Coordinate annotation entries
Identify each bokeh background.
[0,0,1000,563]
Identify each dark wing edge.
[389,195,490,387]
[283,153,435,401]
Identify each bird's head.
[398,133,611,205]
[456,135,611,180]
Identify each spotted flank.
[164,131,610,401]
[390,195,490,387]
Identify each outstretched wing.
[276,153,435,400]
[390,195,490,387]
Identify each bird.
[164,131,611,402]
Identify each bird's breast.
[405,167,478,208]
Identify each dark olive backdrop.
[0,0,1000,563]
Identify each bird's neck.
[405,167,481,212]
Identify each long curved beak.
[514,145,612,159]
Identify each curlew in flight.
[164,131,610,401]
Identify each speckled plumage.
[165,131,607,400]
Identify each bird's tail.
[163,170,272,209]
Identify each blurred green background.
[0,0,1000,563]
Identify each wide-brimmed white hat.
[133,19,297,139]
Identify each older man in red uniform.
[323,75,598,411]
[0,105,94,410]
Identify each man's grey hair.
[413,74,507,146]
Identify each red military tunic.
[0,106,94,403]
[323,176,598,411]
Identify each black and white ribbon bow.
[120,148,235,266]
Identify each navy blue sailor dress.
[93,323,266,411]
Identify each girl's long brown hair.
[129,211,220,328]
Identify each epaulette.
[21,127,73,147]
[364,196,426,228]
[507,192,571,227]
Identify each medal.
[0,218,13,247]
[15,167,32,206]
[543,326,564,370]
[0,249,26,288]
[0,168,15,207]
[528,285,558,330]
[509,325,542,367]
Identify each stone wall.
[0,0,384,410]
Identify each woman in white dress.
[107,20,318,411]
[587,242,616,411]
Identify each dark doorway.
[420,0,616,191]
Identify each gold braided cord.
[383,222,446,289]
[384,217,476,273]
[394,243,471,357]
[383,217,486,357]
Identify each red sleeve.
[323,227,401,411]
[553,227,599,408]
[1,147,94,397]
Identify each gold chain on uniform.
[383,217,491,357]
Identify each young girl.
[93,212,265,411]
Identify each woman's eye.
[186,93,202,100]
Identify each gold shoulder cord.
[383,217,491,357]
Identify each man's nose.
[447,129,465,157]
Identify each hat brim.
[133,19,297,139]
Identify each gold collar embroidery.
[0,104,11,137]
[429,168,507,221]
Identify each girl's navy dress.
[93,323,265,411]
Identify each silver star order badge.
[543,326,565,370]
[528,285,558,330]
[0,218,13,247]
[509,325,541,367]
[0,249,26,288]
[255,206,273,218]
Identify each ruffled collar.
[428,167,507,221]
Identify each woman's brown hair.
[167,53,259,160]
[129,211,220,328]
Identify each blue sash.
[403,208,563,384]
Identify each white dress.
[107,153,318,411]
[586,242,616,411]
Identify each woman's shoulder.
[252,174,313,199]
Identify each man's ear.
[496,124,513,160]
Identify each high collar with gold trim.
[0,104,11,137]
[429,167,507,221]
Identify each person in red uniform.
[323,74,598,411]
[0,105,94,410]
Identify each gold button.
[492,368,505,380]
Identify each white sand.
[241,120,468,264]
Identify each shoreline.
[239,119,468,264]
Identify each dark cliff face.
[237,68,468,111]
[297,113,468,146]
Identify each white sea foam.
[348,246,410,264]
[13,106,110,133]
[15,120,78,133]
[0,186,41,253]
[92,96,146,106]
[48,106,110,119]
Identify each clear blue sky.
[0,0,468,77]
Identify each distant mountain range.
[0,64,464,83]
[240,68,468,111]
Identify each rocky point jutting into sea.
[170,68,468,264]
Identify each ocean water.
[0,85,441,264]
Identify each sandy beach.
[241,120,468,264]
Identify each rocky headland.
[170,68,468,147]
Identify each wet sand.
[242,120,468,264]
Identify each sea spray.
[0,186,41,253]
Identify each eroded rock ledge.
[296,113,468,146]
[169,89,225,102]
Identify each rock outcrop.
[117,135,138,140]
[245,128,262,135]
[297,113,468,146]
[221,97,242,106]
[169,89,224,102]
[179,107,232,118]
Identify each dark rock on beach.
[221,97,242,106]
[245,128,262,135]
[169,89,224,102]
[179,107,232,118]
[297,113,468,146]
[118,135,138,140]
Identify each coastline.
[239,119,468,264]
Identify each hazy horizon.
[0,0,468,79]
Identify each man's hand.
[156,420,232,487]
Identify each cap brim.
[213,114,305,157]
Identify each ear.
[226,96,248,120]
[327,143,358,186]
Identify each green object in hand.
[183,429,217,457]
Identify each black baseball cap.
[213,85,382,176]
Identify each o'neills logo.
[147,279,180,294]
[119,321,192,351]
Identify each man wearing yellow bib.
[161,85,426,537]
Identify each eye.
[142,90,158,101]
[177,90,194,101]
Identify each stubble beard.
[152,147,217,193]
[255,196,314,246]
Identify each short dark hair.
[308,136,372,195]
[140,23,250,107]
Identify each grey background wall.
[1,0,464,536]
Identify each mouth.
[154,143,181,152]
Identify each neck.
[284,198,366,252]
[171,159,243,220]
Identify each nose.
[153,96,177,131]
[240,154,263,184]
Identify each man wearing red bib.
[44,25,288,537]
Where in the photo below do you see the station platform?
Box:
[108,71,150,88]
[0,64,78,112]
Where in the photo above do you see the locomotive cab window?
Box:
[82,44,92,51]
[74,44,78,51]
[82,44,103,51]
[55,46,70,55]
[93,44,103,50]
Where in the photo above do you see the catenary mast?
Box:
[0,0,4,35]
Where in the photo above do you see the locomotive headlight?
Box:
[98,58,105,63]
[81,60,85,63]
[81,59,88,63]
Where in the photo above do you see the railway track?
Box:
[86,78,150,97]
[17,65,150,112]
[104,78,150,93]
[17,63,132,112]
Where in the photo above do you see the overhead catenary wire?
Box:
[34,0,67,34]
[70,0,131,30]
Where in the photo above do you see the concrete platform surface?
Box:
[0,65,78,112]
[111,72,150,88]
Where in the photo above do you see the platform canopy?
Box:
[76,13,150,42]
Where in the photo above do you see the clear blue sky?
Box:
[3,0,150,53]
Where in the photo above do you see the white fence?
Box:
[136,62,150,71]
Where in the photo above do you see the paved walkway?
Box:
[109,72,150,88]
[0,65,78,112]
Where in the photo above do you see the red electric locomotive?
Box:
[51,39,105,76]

■ The request
Repeat the lines above verbatim, starting at the line that contains "Identify each woman's brown hair." and ending at the line that contains "[1,0,464,536]".

■ Written solution
Identify each woman's brown hair.
[167,53,259,160]
[129,211,220,328]
Identify each blue sash.
[403,208,563,384]
Identify each white dress.
[107,153,318,411]
[586,242,616,411]
Identify each woman's shoulder.
[252,174,313,199]
Identify each man's ear.
[496,124,513,160]
Identify each high collar with gold trim.
[0,104,11,137]
[429,167,507,221]
Identify each person in red uniform.
[323,74,598,411]
[0,105,94,410]
Identify each gold button.
[492,368,505,380]
Identify each white sand.
[241,120,468,264]
Identify each shoreline.
[239,119,468,264]
Identify each dark cliff face.
[237,68,468,111]
[297,113,468,146]
Identify each white sea foam.
[348,246,410,264]
[13,106,110,133]
[15,120,78,133]
[0,186,41,253]
[92,96,146,106]
[48,106,110,119]
Identify each clear blue sky.
[0,0,468,77]
Identify each distant mountain range.
[0,64,464,83]
[240,68,468,111]
Identify each rocky point jutting into sea.
[170,68,468,264]
Identify each ocean water.
[0,85,441,264]
Identify each sandy beach.
[241,120,468,264]
Identify each rocky headland.
[170,68,468,147]
Identify each wet sand.
[242,120,468,264]
Identify each sea spray.
[0,186,41,253]
Identify each eroded rock ledge.
[296,113,468,146]
[169,89,225,102]
Identify each rock outcrop.
[117,135,138,140]
[245,128,262,135]
[297,113,468,146]
[221,97,242,106]
[169,89,224,102]
[179,107,232,118]
Identify each dark rock on beach.
[221,97,242,106]
[245,128,262,135]
[169,89,224,102]
[179,107,232,118]
[297,113,468,146]
[118,135,138,140]
Identify each coastline.
[239,119,468,264]
Identify each hazy horizon.
[0,0,468,79]
Identify each man's hand.
[156,420,232,487]
Identify each cap brim.
[213,114,305,157]
Identify each ear.
[226,96,248,120]
[327,143,358,186]
Identify each green object in hand.
[183,429,217,457]
Identify each black baseball cap.
[213,85,382,176]
Identify each o'neills logo.
[147,279,180,294]
[119,321,192,351]
Identify each man wearing yellow bib.
[161,85,426,537]
Identify each eye.
[142,90,158,101]
[177,90,194,101]
Identify each stubble beard.
[152,147,217,193]
[255,196,314,246]
Identify each short dark hair.
[308,136,372,195]
[140,23,250,107]
Identify each grey background wall.
[1,0,464,536]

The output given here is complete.